> _PROBLEM REQUIREMENTS_
In the blog excerpt below, retype everything from "Well, it seems" down to "hour for burning.".

Is that what she said? Ingido?
I think so.  What is she talking about?
"I just need to feel your mouth.
Please.  I'm being a baby.  I know."
I don't understand her.
"I know."

Saturday, May 7, 2011

Good Night

Good night whipped cream
and flour-less chocolate cake;
the cherry in the jar sits
on the counter.

It'll wait for tomorrow
for consumption.  The
sundae on Sunday
made in the cool breeze.

I'll eat it on the porch
in my rocking chair,
with my shoulders back
and my hair down.

Thursday, May 5, 2011

Unlike Creeley

down below glass
bubbles left in
steins with clasp
tops.  foam of ocean
shores.  that pollution
that cleansing.  to give
back.

through prism of
crystal all druzy
based and elegant.
that nature, those
floating Devas aligning
seed and soil.

what grows may
be weed or apple
tree, home to
cardinals or egg
stealing jays. we
trust.

watch cloud formations
read i-ching or divine
from letters what not
to follow.  yet with
confusion comes
frustration. with that -
surrender.

to process and innerness-
our true perfection.

That wasn't so bad



I can walk
upon a rock

a boulder gray
and hollow

then arch
my back

along cold curves
and gaze

into tomorrow

I like to eat chocolate and I like to read poetry

Well, it seems I can have my Hazelnuts in Milk Chocolate and and a lil' love poem, too.  Chocolove makes delicious bars in all varieties and prints love poems on the inside wrapper.  I found today's poems to be just lovely.  Here it is:

from Fly Not Yet

Fly not yet! the fount that played,
In times of old, through Ammon's shade,
Though icy cold by day it ran,
Yet still, like sounds of mirth, began
     To burn when night was near;
And thus should woman's heart and looks
At noon be cold as winter brooks,
Nor kindle till the night, returning,
Brings their genial hour for burning.
     O! stay-O! stay-
When did morning ever break
And find such beaming eyes awake
     As those that sparkle here!

(Region pointing data)

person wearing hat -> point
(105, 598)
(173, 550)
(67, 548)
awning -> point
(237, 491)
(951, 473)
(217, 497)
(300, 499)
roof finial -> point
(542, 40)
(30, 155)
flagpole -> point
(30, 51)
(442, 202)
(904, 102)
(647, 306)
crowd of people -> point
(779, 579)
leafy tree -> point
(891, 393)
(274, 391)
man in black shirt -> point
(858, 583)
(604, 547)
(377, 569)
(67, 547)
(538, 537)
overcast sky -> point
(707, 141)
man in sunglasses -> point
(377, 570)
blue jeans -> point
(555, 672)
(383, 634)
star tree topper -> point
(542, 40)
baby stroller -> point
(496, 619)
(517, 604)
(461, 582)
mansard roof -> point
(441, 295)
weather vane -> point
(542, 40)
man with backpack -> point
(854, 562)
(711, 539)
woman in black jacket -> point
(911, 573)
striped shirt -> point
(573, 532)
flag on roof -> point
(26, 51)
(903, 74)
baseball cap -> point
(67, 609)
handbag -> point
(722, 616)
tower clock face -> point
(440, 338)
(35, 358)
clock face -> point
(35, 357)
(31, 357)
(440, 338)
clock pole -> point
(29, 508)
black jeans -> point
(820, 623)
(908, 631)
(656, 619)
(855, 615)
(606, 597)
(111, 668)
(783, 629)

> _REPLY_
Well, it seems I can have my Hazelnuts in Milk Chocolate and and a lil' love poem, too.  Chocolove makes delicious bars in all varieties and prints love poems on the inside wrapper.  I found today's poems to be just lovely.  Here it is:

from Fly Not Yet

Fly not yet! the fount that played,
In times of old, through Ammon's shade,
Though icy cold by day it ran,
Yet still, like sounds of mirth, began
     To burn when night was near;
And thus should woman's heart and looks
At noon be cold as winter brooks,
Nor kindle till the night, returning,
Brings their genial hour for burning.